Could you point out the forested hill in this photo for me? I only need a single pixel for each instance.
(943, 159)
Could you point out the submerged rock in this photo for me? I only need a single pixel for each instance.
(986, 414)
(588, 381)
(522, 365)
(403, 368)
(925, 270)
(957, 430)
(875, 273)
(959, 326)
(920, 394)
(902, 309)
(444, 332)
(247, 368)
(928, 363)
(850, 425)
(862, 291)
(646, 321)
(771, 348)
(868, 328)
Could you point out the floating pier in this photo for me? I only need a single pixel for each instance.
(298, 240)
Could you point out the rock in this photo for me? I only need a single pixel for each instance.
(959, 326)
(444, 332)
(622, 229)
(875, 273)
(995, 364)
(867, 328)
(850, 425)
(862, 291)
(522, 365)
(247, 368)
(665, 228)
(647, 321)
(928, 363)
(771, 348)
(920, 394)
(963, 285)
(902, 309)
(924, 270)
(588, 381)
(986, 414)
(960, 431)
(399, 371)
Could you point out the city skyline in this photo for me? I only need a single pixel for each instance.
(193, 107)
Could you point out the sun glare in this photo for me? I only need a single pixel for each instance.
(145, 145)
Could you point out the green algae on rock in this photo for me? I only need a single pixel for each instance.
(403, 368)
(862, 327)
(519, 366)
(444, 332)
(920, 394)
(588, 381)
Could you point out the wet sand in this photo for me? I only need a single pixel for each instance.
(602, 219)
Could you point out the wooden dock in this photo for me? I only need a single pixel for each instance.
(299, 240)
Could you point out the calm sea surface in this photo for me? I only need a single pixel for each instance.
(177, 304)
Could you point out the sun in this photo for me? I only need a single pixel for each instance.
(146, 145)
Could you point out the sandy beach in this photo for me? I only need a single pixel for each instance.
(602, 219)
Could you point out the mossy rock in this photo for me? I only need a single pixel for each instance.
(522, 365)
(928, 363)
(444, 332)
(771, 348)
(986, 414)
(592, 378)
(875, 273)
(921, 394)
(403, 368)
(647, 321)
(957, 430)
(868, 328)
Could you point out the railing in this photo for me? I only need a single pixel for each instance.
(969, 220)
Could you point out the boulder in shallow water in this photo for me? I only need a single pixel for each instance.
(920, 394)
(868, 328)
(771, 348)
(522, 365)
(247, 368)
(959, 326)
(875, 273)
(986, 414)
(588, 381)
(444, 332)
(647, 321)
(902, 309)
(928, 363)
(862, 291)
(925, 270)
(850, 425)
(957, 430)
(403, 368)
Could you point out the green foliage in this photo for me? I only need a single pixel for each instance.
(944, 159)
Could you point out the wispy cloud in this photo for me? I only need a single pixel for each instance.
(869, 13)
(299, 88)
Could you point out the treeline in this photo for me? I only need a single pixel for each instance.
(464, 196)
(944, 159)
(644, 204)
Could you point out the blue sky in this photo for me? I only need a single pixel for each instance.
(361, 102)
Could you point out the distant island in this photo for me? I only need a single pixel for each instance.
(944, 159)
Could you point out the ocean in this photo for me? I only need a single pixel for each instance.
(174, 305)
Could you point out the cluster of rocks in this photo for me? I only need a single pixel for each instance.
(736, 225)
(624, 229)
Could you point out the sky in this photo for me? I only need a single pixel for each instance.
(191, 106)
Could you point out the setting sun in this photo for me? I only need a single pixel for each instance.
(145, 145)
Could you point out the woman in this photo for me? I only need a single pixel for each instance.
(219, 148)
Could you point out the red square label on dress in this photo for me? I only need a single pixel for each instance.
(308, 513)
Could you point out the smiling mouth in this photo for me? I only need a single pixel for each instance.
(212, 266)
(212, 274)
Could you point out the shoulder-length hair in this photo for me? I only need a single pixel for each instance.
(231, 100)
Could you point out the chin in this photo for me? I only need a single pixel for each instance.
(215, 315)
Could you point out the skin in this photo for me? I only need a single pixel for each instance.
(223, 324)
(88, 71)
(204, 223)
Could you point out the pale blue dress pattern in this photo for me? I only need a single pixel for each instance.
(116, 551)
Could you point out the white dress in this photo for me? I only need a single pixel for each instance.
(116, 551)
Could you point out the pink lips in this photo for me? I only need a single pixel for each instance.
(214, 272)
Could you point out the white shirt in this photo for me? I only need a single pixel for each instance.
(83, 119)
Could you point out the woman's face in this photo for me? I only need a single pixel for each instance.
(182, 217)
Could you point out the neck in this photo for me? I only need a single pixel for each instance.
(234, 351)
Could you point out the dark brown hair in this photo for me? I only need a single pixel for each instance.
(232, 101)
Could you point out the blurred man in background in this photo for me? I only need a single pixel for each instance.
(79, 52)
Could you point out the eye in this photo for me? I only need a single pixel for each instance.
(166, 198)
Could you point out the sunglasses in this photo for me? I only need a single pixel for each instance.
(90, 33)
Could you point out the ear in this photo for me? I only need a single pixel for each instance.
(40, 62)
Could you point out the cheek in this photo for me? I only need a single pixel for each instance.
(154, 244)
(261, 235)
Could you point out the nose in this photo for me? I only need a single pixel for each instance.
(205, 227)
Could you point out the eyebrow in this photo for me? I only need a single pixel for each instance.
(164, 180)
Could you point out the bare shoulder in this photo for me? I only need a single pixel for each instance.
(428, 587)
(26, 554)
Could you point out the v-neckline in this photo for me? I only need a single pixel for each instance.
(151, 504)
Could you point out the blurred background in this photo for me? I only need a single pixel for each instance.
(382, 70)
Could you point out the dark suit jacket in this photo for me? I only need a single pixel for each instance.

——————————

■ **INSTRUCTIONS FOR THE TASK**
Write out every line of the material again, exactly as it reads.

■ **CORRECT RESULT**
Could you point out the forested hill in this photo for me? I only need a single pixel for each instance.
(943, 159)
Could you point out the submerged rock in this photo for me? I only need a single pixel for each instance.
(986, 414)
(588, 381)
(522, 365)
(403, 368)
(925, 270)
(957, 430)
(875, 273)
(959, 326)
(920, 394)
(902, 309)
(444, 332)
(247, 368)
(928, 363)
(850, 425)
(862, 291)
(646, 321)
(771, 348)
(868, 328)
Could you point out the floating pier in this photo for me? I only need a single pixel for each instance.
(298, 240)
Could you point out the rock in this photo for me? I only need a single pixel for each instance.
(959, 326)
(444, 332)
(622, 229)
(875, 273)
(995, 364)
(867, 328)
(850, 425)
(862, 291)
(522, 365)
(247, 368)
(665, 228)
(647, 321)
(928, 363)
(771, 348)
(920, 394)
(963, 285)
(902, 309)
(924, 270)
(588, 381)
(986, 414)
(960, 431)
(399, 371)
Could you point out the city skyline in this photo for me? I only need a single pixel for each instance.
(193, 107)
Could you point out the sun glare in this photo for me? I only need a single pixel for each instance.
(145, 145)
Could you point out the green algae on rock in this photo for me? I only need a single pixel for each instance.
(403, 368)
(862, 327)
(519, 366)
(444, 332)
(920, 394)
(588, 381)
Could you point out the wet sand in this photo for me? I only need a single pixel for each instance.
(602, 219)
Could you point out the wooden dock in this photo for me? I only need a single pixel for each instance.
(299, 240)
Could you point out the calm sea surface in this photo for me? I only need a single pixel for each instance.
(177, 304)
Could you point out the sun in this photo for me? I only need a single pixel for each instance.
(146, 145)
Could you point out the sandy beach in this photo for me? I only need a single pixel for each instance.
(602, 219)
Could you point out the mossy rock in this photo for me? I only need a single pixel for each instance.
(522, 365)
(928, 363)
(444, 332)
(771, 348)
(986, 414)
(592, 378)
(875, 273)
(921, 394)
(403, 368)
(647, 321)
(957, 430)
(868, 328)
Could you point out the railing in this photo for me? I only need a single pixel for each instance.
(969, 220)
Could you point out the boulder in shallow water in this photo for me? I only need a single pixel for each instance.
(920, 394)
(868, 328)
(771, 348)
(522, 365)
(247, 368)
(959, 326)
(875, 273)
(986, 414)
(588, 381)
(444, 332)
(647, 321)
(902, 309)
(928, 363)
(862, 291)
(925, 270)
(850, 425)
(957, 430)
(403, 368)
Could you point out the green foliage in this photo for me? I only need a single pixel for each instance.
(944, 159)
Could you point out the wispy cloud in this photo for me? I only need a single pixel for each instance.
(869, 13)
(299, 88)
Could you point out the treeline in this photo for me? I only need a single pixel for each instance.
(464, 196)
(944, 159)
(644, 204)
Could you point out the blue sky in this photo for me? I only need a single pixel for each instance.
(361, 102)
Could you point out the distant island in this photo for me? I only need a single pixel for each instance.
(944, 159)
Could you point out the ocean in this photo for me? I only need a single pixel for each instance.
(174, 305)
Could you point out the cluster of rocks in this photo for me? I only need a single pixel for each instance.
(736, 225)
(624, 229)
Could you point out the sky in this photo for me? I only need a single pixel for each instance.
(191, 106)
Could you point out the setting sun in this photo for me? I only need a single pixel for each instance.
(145, 145)
Could you point out the woman in this photo for me? I only need a single pixel for each instance.
(219, 148)
Could you point out the red square label on dress in this photo for me? I only need a single pixel for each instance.
(308, 513)
Could you point out the smiling mouth in this photo for me? I only need a single pixel for each instance.
(212, 266)
(212, 274)
Could you point out the shoulder-length hair in this photo for me? I only need a single pixel for each instance.
(231, 100)
Could you point out the chin in this photo for me? I only need a single pixel for each instance.
(215, 315)
Could you point out the skin in this photo for me? I only need a single pixel for each instance.
(223, 324)
(88, 71)
(204, 223)
Could you point out the pale blue dress pattern in this photo for me? I only need a single pixel for each instance.
(116, 551)
Could you point out the white dress in this photo for me? I only need a single pixel for each instance.
(116, 551)
Could you point out the pink lips in this photo for me? I only need a single pixel for each instance.
(214, 272)
Could you point out the white shirt in this photo for me? I only need a single pixel for each instance.
(83, 119)
Could you point out the woman's face in this photo for me? I only need a single pixel for each instance.
(182, 217)
Could you point out the neck in this photo for me? I only need a single pixel for each instance.
(234, 351)
Could you point out the dark brown hair in this photo for me? I only need a single pixel for each instance.
(232, 101)
Could you point out the blurred man in background in this photo for me? I only need a single pixel for each instance.
(79, 52)
Could you point out the eye in this photo for me? I only need a single pixel for each instance.
(166, 198)
Could you point out the sunglasses in this photo for me? I only need a single pixel for each instance.
(90, 33)
Could you point out the ear in this photo for me? I only need a single pixel for each instance.
(40, 62)
Could you point out the cheek in this photo for me? I only need a single pixel for each instance.
(154, 244)
(261, 235)
Could you point out the nose in this photo for me? I only need a single pixel for each instance.
(205, 227)
Could you point out the eyebrow in this photo for me? I only need a single pixel for each instance.
(164, 180)
Could you point out the bare shoulder in this photo for me? I only need a single pixel for each instance.
(428, 587)
(26, 554)
Could you point out the v-neckline in this photo for me? I only need a single pixel for each instance.
(151, 504)
Could you point out the blurred background in this photo for me? I only need a single pixel for each instance.
(382, 70)
Could you point out the dark suit jacket in this photo for me? I only need a single pixel for each instance.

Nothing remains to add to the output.